Description of the task
Your answer should be an exact copy of all the entries, free of pictures.

Segment Start: Material supplied

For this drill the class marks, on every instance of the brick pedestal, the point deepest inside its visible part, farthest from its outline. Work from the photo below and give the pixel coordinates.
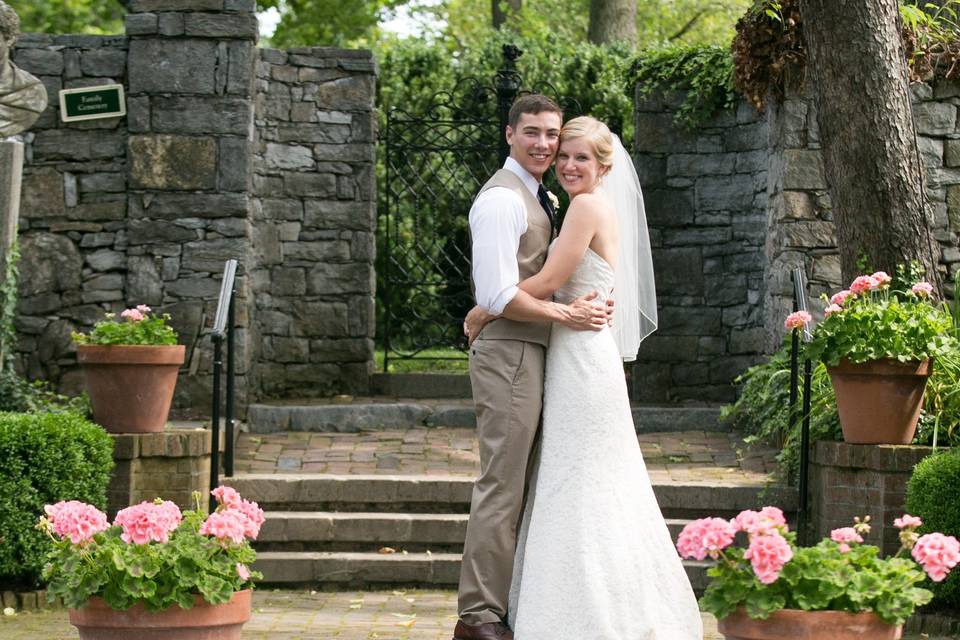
(848, 480)
(169, 465)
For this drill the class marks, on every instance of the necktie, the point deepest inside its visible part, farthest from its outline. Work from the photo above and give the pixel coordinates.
(547, 206)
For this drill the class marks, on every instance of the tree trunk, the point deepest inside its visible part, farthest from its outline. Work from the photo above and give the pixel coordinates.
(857, 63)
(612, 21)
(499, 15)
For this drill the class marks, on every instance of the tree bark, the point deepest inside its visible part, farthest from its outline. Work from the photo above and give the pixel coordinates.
(857, 63)
(613, 21)
(499, 15)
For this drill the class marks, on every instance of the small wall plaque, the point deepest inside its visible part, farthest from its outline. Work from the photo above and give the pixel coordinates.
(92, 103)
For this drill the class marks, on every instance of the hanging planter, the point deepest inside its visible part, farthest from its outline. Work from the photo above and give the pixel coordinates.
(879, 401)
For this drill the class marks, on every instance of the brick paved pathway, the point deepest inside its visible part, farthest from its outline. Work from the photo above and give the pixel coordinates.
(679, 456)
(299, 615)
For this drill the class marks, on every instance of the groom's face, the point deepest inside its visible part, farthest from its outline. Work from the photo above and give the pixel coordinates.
(535, 140)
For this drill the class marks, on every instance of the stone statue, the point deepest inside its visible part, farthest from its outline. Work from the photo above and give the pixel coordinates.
(22, 97)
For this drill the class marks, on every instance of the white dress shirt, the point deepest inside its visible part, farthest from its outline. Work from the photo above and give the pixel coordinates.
(498, 218)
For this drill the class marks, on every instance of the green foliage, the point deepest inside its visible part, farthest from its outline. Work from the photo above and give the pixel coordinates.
(819, 578)
(160, 575)
(131, 330)
(883, 324)
(331, 23)
(70, 16)
(703, 73)
(47, 457)
(932, 496)
(762, 410)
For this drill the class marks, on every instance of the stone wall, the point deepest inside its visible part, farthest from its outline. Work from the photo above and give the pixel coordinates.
(705, 195)
(207, 165)
(733, 208)
(850, 480)
(315, 217)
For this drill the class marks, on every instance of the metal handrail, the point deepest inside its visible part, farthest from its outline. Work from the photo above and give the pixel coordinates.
(800, 304)
(223, 328)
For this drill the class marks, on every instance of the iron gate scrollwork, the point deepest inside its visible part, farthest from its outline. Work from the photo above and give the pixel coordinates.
(436, 161)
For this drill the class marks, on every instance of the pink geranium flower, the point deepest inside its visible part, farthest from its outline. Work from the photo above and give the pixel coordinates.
(225, 525)
(922, 289)
(845, 534)
(841, 297)
(227, 496)
(862, 284)
(938, 554)
(76, 520)
(762, 522)
(767, 555)
(797, 320)
(907, 521)
(148, 522)
(133, 315)
(705, 536)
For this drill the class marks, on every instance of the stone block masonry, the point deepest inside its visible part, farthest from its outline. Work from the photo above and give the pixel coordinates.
(849, 480)
(227, 151)
(170, 465)
(316, 214)
(733, 207)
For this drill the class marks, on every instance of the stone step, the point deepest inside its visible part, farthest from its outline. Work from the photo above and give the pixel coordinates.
(352, 570)
(421, 385)
(451, 494)
(360, 531)
(385, 413)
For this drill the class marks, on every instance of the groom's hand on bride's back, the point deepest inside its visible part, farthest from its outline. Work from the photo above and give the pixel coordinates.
(584, 314)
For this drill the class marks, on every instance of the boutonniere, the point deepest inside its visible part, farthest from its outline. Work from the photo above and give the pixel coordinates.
(554, 200)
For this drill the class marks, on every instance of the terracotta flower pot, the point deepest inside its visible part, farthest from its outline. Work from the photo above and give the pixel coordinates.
(879, 401)
(130, 386)
(97, 621)
(793, 624)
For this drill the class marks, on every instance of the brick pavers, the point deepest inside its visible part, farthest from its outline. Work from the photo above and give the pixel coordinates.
(685, 456)
(301, 615)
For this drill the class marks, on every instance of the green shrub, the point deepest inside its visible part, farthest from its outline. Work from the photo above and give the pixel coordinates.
(932, 496)
(44, 458)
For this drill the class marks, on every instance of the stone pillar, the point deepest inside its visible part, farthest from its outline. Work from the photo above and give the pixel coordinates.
(169, 465)
(190, 118)
(11, 172)
(849, 480)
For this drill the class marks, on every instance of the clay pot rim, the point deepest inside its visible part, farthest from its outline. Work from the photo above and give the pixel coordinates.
(131, 354)
(97, 613)
(884, 366)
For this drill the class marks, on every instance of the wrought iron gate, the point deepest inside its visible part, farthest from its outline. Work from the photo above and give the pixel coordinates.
(436, 161)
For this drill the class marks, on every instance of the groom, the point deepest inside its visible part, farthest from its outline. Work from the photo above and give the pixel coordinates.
(512, 222)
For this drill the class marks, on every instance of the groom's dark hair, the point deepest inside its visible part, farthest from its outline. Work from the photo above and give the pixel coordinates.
(534, 104)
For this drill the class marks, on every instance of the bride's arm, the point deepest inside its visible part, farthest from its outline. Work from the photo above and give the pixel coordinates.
(579, 227)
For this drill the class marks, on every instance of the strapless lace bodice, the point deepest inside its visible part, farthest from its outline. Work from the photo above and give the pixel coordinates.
(592, 274)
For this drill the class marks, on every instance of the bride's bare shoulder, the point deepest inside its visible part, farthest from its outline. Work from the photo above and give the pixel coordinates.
(595, 202)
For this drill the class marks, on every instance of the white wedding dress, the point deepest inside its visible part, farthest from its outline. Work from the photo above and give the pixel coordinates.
(594, 557)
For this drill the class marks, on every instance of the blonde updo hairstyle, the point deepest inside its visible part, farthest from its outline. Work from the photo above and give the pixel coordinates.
(597, 135)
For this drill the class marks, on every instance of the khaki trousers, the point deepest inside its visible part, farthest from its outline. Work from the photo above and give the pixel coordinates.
(507, 380)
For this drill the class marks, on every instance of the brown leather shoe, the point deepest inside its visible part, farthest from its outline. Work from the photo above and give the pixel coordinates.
(487, 631)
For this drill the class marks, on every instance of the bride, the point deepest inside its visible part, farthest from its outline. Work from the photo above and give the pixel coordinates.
(594, 557)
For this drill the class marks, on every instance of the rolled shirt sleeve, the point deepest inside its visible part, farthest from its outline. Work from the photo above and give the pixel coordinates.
(498, 219)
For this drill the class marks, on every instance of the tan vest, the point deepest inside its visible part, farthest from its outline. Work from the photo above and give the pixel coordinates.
(531, 255)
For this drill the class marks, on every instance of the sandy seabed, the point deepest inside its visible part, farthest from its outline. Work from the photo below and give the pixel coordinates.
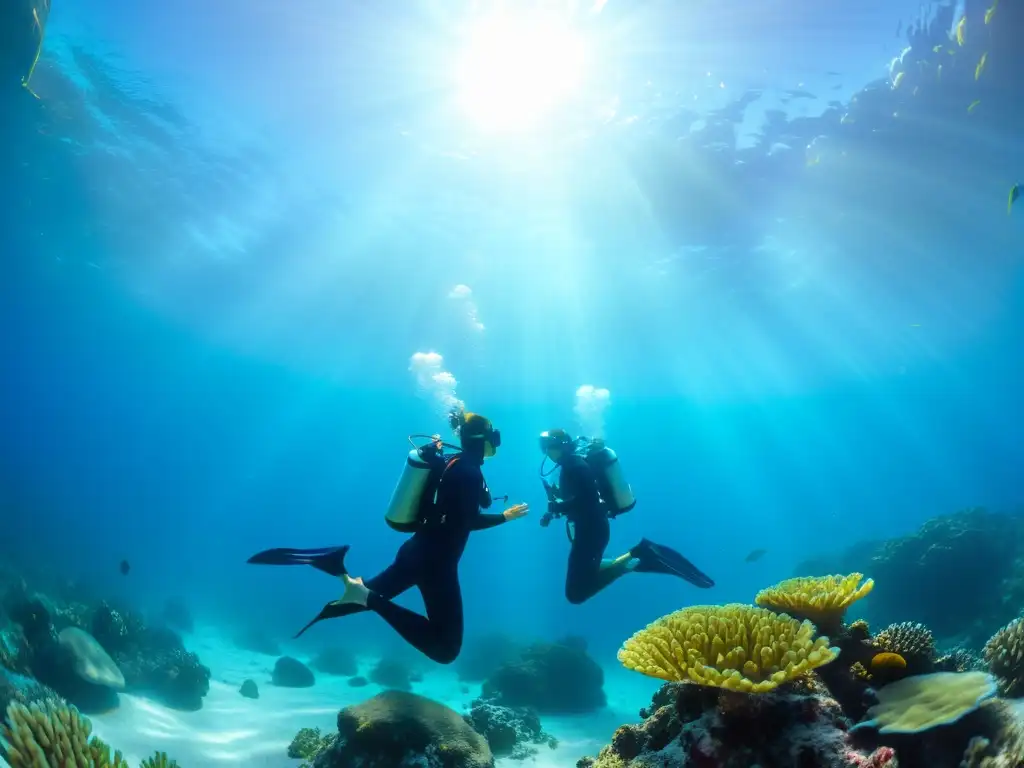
(233, 730)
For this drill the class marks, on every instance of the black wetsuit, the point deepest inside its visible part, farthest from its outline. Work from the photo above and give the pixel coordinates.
(580, 501)
(429, 560)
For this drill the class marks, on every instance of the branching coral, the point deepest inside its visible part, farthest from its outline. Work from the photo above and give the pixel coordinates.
(822, 600)
(159, 760)
(1005, 655)
(55, 734)
(737, 647)
(912, 641)
(925, 701)
(52, 734)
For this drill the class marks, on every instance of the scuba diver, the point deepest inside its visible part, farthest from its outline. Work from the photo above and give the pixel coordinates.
(591, 491)
(438, 501)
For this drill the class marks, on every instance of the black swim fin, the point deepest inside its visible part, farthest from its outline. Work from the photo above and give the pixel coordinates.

Segment End: Material supplied

Answer
For this drill the class marks, on every instance of the brick pedestal, the point deepest inside its visible part, farthest from its outline. Work from the photo below and give the pixel coordinates.
(848, 480)
(169, 465)
For this drill the class marks, on every instance of the necktie, the point deepest inside its visible part, farthest from its outline. Work from the photo above and give the pixel coordinates.
(547, 206)
For this drill the class marks, on every instance of the tree trunk, the point deepest inside its visible part, farthest from its outline. Work from the photo above and give the pixel coordinates.
(857, 63)
(612, 21)
(499, 15)
For this drill the class marks, on every instance of the tree bark, the point deepest inside its visible part, farthest from its outline. Work from the photo above and give the pixel coordinates.
(857, 63)
(613, 21)
(499, 15)
For this drill the class marks, on every instance of the small wall plaque, the point deepest inside its visible part, farthest from its outline. Work from the photo above and give the pixel coordinates.
(92, 103)
For this drill the class marks, on every instance of the hanging planter, the point deepest inside its visible part, farthest from its outline. Work from the photo above and give the pixel coordinates.
(879, 401)
For this drill the class marks, on every instance of the brick paved pathway, the point deepest inside its visible part, farthest from its outline. Work from the photo above and give the pixel coordinates.
(679, 456)
(299, 615)
For this drill the class marks, on every instance of the groom's face, the point deepest inside its visible part, farthest from its outline. Work from the photo above and give the pixel coordinates.
(535, 140)
For this drill the class marks, on every instance of the stone statue, the point deepest inside its visible part, farthest from its outline. Work from the photo above and give the pixel coordinates.
(22, 97)
For this drill the class marks, on every instance of the white dress shirt, the point deepest inside its visible part, farthest from its outline. Work from the photo above and give the pixel coordinates.
(498, 218)
For this drill the class marks, on every instance of the green foliage, the point deepest inside its visible part, farthest from its outline. Work from the photo above and give the pixel coordinates.
(819, 578)
(160, 575)
(131, 330)
(883, 324)
(331, 23)
(70, 16)
(703, 73)
(47, 457)
(932, 496)
(762, 410)
For this drill the class marks, on every instance of the stone wall, the point deepest inside its visible part, farthest from its outline. Work from the photo above and give the pixel coordinates.
(705, 195)
(207, 165)
(733, 208)
(850, 480)
(315, 217)
For this drill the class marks, on every instance of the metal handrail, the point deepest inside its visible part, farthest from its outline. Work from the photo above and give the pixel coordinates.
(800, 304)
(223, 328)
For this drill the class marks, on every instance of the iron gate scrollwork, the point deepest inside its visible part, farthest from its outline. Work from the photo above and give the pixel coordinates.
(436, 161)
For this drill the class marks, on every instance of the pink geranium flower, the point deepest inside its visible part, farthest from its outline. Work from the photo above and give the pixel coordinates.
(225, 525)
(922, 289)
(845, 534)
(841, 297)
(227, 496)
(862, 284)
(938, 554)
(76, 520)
(762, 522)
(767, 555)
(797, 320)
(907, 521)
(148, 522)
(133, 315)
(705, 536)
For this drill the class marks, on every instance of the stone block masonry, the point deepest inside its visible part, farthest from its outline. Work from the photo above and give the pixel coordinates.
(849, 480)
(227, 151)
(170, 465)
(316, 214)
(733, 207)
For this drill the class marks, on every instance of the stone step, the point deepest inside its visible part, farthest from its outline. Work from the photo above and give the pixel coordinates.
(352, 570)
(421, 385)
(451, 494)
(360, 531)
(385, 413)
For this drill the class marks, on every instance of the groom's hand on bride's back, the point deepest inside its visible part, farthest from its outline. Work from the photo above and give the pixel coordinates.
(584, 314)
For this drill the class marks, on every instance of the boutonniere, the point deepest inside its visible part, farthest from its outline. Work from the photo above and give the pixel coordinates.
(554, 200)
For this drill the class marks, on every instance of the terracotta flower pot, the point deepest inside its visible part, farthest from its outline. Work from the photo above and give the pixel coordinates.
(879, 401)
(130, 386)
(97, 621)
(793, 624)
For this drill the class marks, on every instance of the brick pavers, the point deepest inside its visible part, farthest from its outline. Work from the photo above and give the pixel coordinates.
(685, 456)
(301, 615)
For this drill the class marks, on every instance of the green shrub, the point deepest inside its visible part, farthest from its outline. Work from the photo above and give the pixel coordinates.
(932, 496)
(44, 458)
For this drill the class marks, on every instance of the stone pillar, the point deepest inside its visible part, farthest from its outline. Work from the photo above and give the pixel coordinates.
(169, 465)
(190, 118)
(11, 172)
(849, 480)
For this drill the class marks, on every instance of the clay pot rim, the point deepest inside its visible part, farthest from its outline. Work from the photo above and give the pixel coordinates.
(131, 354)
(97, 613)
(884, 366)
For this drill the class marks, on every instance of the wrought iron gate, the point deepest inside its visible part, farthest from its outline. Work from the photo above and give the pixel coordinates.
(436, 161)
For this drill the class marks, on every instance of the groom, the point deepest inside its visible part, farthest from its outline. Work from the photo above and give the pixel coordinates.
(512, 222)
For this drill the class marks, on every instance of the groom's dark hair, the point deepest inside its visible part, farthest from its outline. Work from the photo above and give the pixel coordinates.
(534, 104)
For this drill the class marks, on every instance of the bride's arm, the point deepest inside its visible part, farthest from its outline. Work from the photo above and give the pixel coordinates.
(579, 227)
For this drill the class marks, on every instance of the strapless lace bodice, the point deepest inside its visible part, farthest from its outline. Work from the photo above and give the pixel coordinates.
(592, 274)
For this drill the class marks, on every instance of the bride's bare shoulder, the point deepest inside its visible part, farthest from its outline. Work from the photo above and give the pixel coordinates.
(595, 202)
For this drill the class marks, on every instance of the white wedding dress, the point deepest inside its visible part, farthest from its outline. Work from the photo above and give the pixel coordinates.
(594, 557)
For this drill the class marks, on every instance of the blonde updo hairstyle, the point deepest inside its visible part, farthest from its outline. Work from the photo above and give the pixel coordinates.
(597, 135)
For this drill the class marks, on every instance of the khaki trousers, the point deepest inside its visible part, farthest from its outline. Work from the photo above and give the pixel coordinates.
(507, 380)
For this drill the class marks, on every instance of the brown leather shoe, the point deepest inside its visible part, farthest from its outline. Work from the photo above and give the pixel coordinates.
(487, 631)
For this drill the class marks, on every instance of the bride, the point deepest inside its visible part, farthest from its outline. Work from the photo above and give the pixel coordinates.
(594, 557)
For this drill the class marks, on every instance of the rolled shirt sleeve, the point deepest inside its visible part, farthest from its outline. Work from the photo above and give the pixel coordinates.
(498, 219)
For this drill the class marks, on every instance of the tan vest, the point deepest inside its visible part, farthest from its outline. Work from the photo above and give the pixel coordinates.
(531, 255)
For this drill the class marks, on every instance of the sandy seabed, the point deepest inside its visible part, farthest from its outline. Work from the photo below and give the pixel coordinates.
(233, 730)
For this drill the class marks, on every instance of the black wetsuit, the point deepest inside its visible part, farthest from its outline. Work from the photo above and give the pixel coordinates.
(580, 501)
(429, 560)
For this drill the class marks, on every instance of the branching coral, the point deepest inside its visible part, farthest from its outline. Work from the photo above and give the pixel coordinates.
(822, 600)
(159, 760)
(1005, 655)
(55, 734)
(737, 647)
(912, 641)
(925, 701)
(52, 734)
For this drill the class marks, on every instance of the scuba diver, the point deepest inside its visible part, farthest from its outline. Work from the photo above and give the pixel coordinates.
(591, 491)
(438, 501)
For this drill the class marks, on every instance of the black swim fin, the point deepest inside its visible part, farthest from its outline. Work from the photo above and give the pixel coordinates.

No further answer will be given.